**本文抜粋:**
══════════
人と対面で会った時、いつも思いっきり面食らった気持ちになってしまう。
今から出会うと知ってその場に行く。でも、実際に対面するとそれらは夢の中、現実ではない場所、想像の中で行われていた質の抜けたものだったことに気づく。駅で手を振りながら近づく時、遠くから相手を認識した時、声をかけられて振り向いた時、相手を見て、夢から急激に浮き上がってようやく現実に立ち戻る。会いたくなかった訳ではないけれど、ただ驚く。現実は思ったよりもずっとちゃんとした形をしている。
上演が始まった時、私は本当に居心地が良くないな、と思っていた。
話しかけられている? 自分ではない、他の客に。いや、やっぱり自分に話かけられている…。
上演を見ることは人と対面することに似ていると思った。ある程度こうだろうとかそう予想しているせいかもしれないし、モニター越しに見るのとは違い、状況に自分が巻き込まれているかのような近さや現実感があるから、かもしれない。
それにしてもこの上演の最初は真に居心地が悪かった。なぜならこの舞台の内側に気づいたら入れられていたからだ。

第1部、舞台上には男性の演者が1人。ディズニーランドでキャストが説明する時のように、はつらつといかにも楽しげな態度で話はじめる。「嘘です」「バベルの塔ってどこにできたんですか」「地球の真ん中に」「STスポットスポット」「穴を掘ってちょうどその上に」「本当にあるんです あれ」大きくはっきり分かりやすく、わざとらしく無機質。詐欺師に訳のわからない商品を薦められているようだった。ひとつの文章がその場で直接的に意味を発生させているとは言えず、架空と実在も混在している。話題もするすると逃げて変わる。言葉だけが点滅してチカチカする。アニメ『エヴァンゲリオン』のタイトル様式のように、黒い背景に白字太字の明朝体、次々現れては端から消えていく。礫が降り注ぐような状況に混乱する。意味を置き去りにし、別の意味を見せようとしているのだろうか。そもそもモールス信号のように全く別の部分から伝えようとしているのか。言葉を追いかけるのに必死でその場に意味があるのか、わからなかった。
══════════
**記録情報:**

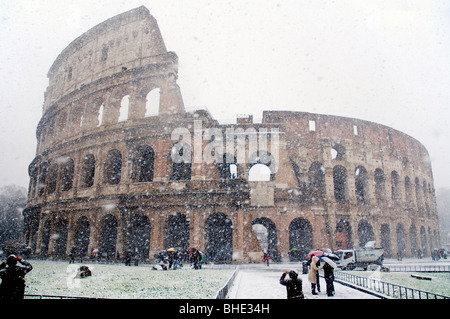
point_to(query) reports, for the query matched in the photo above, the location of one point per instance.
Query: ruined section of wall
(104, 176)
══════════
**実施事項:**
A – 上演についての文章によると、第1部で次々に現れては消えていった言葉は、どのような背景と書体で示されていましたか。
B – 上演についての文章を、最後の文の後から書き継いでください。
記録情報の資料は、上演についての文章とは別個のものです。

**回答:**
A – 黒い背景に白字太字の明朝体で示されていました。

B –
人が何かを喋る様はこんな感じなのだろうと思った。正しい文章の形式を書き出すわけでもなく、考えて喋るのはむずかしい。けれど、日常で行われる他愛もない話にしっかりした文体は必要ない。英語が喋れない人が単語のみを喋るみたいにいっそ話していたりする。言葉を理解するならその程度でもわかる、でも伝えることはできない。いつも言葉だけが浮き上がる。そういう状況では言葉だけが意味を補ってしまう。質を置き去りに、おざなりにして、ひとつのものを勝手に築き上げる。それを思うと、この人と対面し一方的に話されているこの場にはそういう空虚が浮かんでいるように思えた。
話しかけられているような、でもやはり話しかけられていないし、演者は役をやっている。でも、この舞台の外側にいるんだとそう思うには、対面をしているという強い状況から離れることができない。この関係性をどう捉えていいのか、全然わからない。介入されそうな怖さと力強くこじ開けられる時の気持ちよさ、諸刃の剣を握れと言われている。

「念力暗転って知ってますか」と問いかけられる。知らない。粘膜暗転? 奇妙な話のはずなのに普通のことのように話してくる。
演者は超能力者のように手のひらを徐々に下げていく。空中で何か重いものを下に押し下げようとする動作で、ぐっと力をこめながら手を下げていく。私たちは、客はそれに合わせて目を閉じる。最後は演者が指パッチンをして、目を開けるというルールだ。
そうすると、ここがどんな場所だろうと暗闇に、そして別の場所のことを目の裏で考えればどこにだって行ける、どんな場所にもできるということらしい。念力暗転が成功すると今度は指示的に話が始まって、瞼の裏を見ながら演者の喋るストーリーに身を沈めていく。操られている、ともいう。
「駅のホームでした」「年老いた「自分」と出会いました」「割とライトめな会話をメインで話してた」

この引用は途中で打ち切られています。